▶ _SOURCE EXCERPT_:
>> START

Adds support for CCIX address translation cache (ATC) errors.

Signed-off-by: Jonathan Cameron <Jonathan.Cameron@huawei.com>
---
 ras-ccix-handler.c | 61 ++++++++++++++++++++++++++++++++++++++++
 ras-ccix-handler.h | 13 +++++++++
 ras-events.c       |  9 ++++++
 ras-record-ccix.c  | 69 ++++++++++++++++++++++++++++++++++++++++++++++
 ras-record.h       |  3 ++
 5 files changed, 155 insertions(+)

diff --git a/ras-ccix-handler.c b/ras-ccix-handler.c
index f68c297..f7b9e8e 100644
--- a/ras-ccix-handler.c
+++ b/ras-ccix-handler.c
@@ -200,6 +200,26 @@ static char *ccix_cache_err_cper_data(const char *c)

>> END

▶ _LISTING_:
>> START

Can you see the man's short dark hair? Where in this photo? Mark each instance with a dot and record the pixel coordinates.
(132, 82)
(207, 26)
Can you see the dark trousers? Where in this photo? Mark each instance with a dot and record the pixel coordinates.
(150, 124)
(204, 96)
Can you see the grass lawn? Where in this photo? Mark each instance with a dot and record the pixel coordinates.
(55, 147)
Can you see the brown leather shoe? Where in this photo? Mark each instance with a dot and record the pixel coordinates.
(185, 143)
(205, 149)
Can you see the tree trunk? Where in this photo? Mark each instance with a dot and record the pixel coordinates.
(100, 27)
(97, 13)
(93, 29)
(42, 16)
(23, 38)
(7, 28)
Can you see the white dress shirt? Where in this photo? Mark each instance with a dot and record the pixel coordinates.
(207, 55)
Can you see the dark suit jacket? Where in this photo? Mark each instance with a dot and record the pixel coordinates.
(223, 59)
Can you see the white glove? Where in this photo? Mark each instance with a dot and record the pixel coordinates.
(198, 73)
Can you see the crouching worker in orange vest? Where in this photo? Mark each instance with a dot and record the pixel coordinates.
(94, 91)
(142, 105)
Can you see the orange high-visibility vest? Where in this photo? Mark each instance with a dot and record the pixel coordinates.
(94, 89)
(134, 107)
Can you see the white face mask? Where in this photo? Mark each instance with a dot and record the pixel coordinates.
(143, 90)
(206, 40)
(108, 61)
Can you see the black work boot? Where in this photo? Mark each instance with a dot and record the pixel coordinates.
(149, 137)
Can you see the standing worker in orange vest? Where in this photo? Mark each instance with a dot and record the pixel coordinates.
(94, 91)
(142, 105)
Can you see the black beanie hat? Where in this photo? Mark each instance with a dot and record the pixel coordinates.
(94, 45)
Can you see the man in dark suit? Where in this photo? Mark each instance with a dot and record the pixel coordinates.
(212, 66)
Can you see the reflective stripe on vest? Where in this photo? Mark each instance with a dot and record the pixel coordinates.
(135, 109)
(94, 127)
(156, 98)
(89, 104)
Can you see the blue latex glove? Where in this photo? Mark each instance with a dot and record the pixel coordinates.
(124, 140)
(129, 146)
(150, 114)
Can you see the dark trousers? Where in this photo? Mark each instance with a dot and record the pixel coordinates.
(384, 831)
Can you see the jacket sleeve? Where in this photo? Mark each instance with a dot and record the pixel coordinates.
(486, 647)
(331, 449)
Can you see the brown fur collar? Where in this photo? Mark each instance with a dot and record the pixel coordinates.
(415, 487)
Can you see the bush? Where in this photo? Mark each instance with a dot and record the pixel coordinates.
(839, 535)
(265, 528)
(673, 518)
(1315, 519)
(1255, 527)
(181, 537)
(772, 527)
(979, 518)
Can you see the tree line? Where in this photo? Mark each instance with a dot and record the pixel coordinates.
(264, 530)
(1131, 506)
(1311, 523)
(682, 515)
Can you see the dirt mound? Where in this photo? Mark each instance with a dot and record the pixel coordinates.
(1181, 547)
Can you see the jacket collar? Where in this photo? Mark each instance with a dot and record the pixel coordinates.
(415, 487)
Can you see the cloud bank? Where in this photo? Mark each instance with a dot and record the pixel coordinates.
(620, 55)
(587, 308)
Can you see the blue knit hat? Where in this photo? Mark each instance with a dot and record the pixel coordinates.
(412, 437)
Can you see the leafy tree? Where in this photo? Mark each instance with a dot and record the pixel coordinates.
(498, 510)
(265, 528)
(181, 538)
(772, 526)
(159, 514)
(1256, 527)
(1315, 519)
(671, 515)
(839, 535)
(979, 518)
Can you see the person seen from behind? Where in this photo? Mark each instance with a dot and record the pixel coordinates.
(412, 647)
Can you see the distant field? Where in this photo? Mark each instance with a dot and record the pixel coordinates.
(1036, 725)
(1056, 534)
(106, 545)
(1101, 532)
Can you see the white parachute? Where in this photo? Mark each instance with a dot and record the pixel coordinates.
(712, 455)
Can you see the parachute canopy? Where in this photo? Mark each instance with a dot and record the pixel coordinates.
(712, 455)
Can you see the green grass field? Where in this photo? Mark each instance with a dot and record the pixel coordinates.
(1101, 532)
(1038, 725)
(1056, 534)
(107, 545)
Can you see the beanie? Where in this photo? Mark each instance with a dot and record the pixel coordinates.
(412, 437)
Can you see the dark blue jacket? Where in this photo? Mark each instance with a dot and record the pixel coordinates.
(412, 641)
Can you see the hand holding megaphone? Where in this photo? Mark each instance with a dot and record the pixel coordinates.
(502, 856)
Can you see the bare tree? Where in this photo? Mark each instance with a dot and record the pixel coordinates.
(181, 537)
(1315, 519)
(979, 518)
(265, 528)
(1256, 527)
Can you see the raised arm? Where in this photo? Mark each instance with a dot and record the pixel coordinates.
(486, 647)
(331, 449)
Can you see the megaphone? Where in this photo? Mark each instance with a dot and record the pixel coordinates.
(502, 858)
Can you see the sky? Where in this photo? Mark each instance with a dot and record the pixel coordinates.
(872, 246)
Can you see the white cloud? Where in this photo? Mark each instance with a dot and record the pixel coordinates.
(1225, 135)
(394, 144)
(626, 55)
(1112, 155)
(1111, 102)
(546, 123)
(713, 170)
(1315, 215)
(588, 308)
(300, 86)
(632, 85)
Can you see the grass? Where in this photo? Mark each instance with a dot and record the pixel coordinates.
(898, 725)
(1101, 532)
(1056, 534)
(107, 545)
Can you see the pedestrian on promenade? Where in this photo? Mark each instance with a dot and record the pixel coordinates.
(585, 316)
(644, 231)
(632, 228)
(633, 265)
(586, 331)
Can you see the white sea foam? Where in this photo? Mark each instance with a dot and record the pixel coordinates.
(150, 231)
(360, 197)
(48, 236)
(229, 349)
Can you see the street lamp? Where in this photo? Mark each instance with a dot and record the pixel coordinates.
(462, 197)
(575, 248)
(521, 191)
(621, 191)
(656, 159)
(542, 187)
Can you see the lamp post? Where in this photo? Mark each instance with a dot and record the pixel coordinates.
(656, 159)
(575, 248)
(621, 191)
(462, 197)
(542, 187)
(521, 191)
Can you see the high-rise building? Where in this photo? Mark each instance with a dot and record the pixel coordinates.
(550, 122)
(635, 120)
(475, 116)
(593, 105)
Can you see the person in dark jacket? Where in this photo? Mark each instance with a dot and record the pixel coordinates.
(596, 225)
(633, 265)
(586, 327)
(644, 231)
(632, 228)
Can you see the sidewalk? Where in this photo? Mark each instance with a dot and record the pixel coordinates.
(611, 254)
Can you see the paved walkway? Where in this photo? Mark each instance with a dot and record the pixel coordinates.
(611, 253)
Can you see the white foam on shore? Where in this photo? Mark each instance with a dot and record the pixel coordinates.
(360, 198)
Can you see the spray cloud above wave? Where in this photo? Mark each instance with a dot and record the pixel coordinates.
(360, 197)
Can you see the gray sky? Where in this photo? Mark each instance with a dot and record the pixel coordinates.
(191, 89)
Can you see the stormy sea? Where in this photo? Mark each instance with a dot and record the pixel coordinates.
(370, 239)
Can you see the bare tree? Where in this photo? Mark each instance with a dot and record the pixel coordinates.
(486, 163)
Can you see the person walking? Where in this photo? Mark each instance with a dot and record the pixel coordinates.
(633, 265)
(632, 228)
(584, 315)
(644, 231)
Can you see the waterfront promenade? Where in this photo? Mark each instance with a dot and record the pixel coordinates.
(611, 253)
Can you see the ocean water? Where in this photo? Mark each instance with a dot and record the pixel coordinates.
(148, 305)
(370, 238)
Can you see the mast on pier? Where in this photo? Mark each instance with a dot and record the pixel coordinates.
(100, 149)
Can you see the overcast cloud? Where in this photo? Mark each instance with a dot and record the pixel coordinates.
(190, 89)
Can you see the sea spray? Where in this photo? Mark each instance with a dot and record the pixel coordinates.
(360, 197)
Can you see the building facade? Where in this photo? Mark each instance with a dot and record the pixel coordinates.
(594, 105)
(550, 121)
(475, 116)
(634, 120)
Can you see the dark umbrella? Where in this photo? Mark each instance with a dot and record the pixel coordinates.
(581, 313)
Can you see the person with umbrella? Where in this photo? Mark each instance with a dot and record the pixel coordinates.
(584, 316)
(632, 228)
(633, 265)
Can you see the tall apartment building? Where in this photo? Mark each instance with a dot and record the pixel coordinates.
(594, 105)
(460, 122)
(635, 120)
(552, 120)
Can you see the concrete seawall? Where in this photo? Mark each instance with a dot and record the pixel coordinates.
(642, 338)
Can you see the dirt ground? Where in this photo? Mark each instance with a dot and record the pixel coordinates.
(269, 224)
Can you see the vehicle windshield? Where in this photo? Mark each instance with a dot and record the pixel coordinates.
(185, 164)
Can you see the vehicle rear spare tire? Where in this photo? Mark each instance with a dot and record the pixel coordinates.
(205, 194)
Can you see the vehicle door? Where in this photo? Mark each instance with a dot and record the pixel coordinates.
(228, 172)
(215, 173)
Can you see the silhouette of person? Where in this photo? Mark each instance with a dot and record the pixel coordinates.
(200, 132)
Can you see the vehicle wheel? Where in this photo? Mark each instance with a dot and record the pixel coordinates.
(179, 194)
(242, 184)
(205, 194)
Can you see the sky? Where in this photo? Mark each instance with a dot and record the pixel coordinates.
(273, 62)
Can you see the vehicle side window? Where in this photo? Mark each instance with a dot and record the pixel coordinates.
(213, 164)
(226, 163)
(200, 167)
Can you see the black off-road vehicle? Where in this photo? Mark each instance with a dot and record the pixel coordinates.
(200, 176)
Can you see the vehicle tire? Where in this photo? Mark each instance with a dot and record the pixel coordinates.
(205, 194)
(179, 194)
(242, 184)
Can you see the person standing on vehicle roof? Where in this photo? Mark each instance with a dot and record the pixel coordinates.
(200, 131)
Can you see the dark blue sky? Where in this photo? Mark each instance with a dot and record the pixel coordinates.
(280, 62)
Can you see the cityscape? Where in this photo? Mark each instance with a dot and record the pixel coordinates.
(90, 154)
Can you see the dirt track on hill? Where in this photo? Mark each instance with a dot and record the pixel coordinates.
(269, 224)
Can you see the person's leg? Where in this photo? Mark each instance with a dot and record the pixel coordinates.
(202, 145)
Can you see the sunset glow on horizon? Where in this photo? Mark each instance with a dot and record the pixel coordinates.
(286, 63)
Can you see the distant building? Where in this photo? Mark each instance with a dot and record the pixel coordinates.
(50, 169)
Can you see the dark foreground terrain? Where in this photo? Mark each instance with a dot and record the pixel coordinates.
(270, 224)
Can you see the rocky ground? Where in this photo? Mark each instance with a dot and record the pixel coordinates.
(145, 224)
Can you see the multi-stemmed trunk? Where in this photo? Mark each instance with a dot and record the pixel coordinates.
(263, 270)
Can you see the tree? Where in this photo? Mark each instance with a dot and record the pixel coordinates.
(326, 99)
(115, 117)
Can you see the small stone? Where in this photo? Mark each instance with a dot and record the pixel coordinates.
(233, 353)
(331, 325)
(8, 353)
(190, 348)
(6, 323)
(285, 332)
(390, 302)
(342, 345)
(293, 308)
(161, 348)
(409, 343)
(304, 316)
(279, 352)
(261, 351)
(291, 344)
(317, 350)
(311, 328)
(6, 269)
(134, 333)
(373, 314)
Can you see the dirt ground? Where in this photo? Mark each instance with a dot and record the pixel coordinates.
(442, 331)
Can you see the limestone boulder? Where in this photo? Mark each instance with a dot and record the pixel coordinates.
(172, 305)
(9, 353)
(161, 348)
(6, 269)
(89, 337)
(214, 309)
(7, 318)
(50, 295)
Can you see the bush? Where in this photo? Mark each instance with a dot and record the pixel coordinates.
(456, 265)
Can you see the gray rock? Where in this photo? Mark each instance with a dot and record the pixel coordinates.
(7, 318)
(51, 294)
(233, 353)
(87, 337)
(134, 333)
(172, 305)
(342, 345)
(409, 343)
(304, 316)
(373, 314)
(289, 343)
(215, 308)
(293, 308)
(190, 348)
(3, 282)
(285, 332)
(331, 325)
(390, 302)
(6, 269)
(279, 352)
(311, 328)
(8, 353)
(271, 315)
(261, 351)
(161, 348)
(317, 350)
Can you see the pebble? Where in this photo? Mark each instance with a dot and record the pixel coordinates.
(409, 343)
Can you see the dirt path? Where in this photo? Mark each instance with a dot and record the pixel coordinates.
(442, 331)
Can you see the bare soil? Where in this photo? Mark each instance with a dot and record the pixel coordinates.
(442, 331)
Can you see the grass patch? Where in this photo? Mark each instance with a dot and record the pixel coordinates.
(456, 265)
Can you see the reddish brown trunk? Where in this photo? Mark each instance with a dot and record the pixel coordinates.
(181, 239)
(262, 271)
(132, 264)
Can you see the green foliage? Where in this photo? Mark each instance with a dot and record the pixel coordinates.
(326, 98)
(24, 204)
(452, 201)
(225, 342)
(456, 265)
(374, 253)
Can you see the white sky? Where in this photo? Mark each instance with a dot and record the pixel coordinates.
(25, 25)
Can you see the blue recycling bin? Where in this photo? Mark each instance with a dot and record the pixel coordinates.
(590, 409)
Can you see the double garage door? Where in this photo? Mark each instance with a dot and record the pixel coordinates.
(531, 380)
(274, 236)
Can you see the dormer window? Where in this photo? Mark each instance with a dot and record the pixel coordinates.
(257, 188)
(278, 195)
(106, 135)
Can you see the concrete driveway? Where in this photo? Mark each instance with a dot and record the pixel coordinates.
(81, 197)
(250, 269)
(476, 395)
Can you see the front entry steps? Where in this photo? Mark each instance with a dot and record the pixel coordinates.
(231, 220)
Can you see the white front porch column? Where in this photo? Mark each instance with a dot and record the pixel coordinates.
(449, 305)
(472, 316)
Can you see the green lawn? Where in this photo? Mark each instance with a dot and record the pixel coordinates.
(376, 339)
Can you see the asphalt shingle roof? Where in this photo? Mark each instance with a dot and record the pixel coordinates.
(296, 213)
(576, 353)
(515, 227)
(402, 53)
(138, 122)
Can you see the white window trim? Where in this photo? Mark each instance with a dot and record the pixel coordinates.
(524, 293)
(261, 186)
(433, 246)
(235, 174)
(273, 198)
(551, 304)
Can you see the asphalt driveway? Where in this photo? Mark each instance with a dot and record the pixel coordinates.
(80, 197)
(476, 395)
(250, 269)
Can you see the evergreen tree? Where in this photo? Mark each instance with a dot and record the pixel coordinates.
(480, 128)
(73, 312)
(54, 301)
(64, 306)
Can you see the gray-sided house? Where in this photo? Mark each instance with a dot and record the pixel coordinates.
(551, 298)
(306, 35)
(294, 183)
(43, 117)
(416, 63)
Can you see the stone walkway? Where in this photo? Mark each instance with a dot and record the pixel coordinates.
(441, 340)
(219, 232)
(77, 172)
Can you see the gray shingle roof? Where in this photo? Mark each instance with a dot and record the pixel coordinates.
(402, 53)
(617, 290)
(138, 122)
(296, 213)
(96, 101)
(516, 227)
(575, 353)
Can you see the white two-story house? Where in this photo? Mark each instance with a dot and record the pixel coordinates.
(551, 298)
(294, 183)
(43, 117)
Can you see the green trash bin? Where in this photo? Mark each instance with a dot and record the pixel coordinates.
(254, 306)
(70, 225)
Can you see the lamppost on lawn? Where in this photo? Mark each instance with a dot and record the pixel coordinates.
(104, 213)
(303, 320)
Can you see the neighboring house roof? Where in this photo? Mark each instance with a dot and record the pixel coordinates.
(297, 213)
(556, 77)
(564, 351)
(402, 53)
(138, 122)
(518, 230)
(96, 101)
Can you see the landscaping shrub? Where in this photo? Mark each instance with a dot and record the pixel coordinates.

>> END

▶ _JOB_: Return the full CCIX patch excerpt from above verbatim, with every line kept unchanged.

▶ _TASK SOLUTION_:
Adds support for CCIX address translation cache (ATC) errors.

Signed-off-by: Jonathan Cameron <Jonathan.Cameron@huawei.com>
---
 ras-ccix-handler.c | 61 ++++++++++++++++++++++++++++++++++++++++
 ras-ccix-handler.h | 13 +++++++++
 ras-events.c       |  9 ++++++
 ras-record-ccix.c  | 69 ++++++++++++++++++++++++++++++++++++++++++++++
 ras-record.h       |  3 ++
 5 files changed, 155 insertions(+)

diff --git a/ras-ccix-handler.c b/ras-ccix-handler.c
index f68c297..f7b9e8e 100644
--- a/ras-ccix-handler.c
+++ b/ras-ccix-handler.c
@@ -200,6 +200,26 @@ static char *ccix_cache_err_cper_data(const char *c)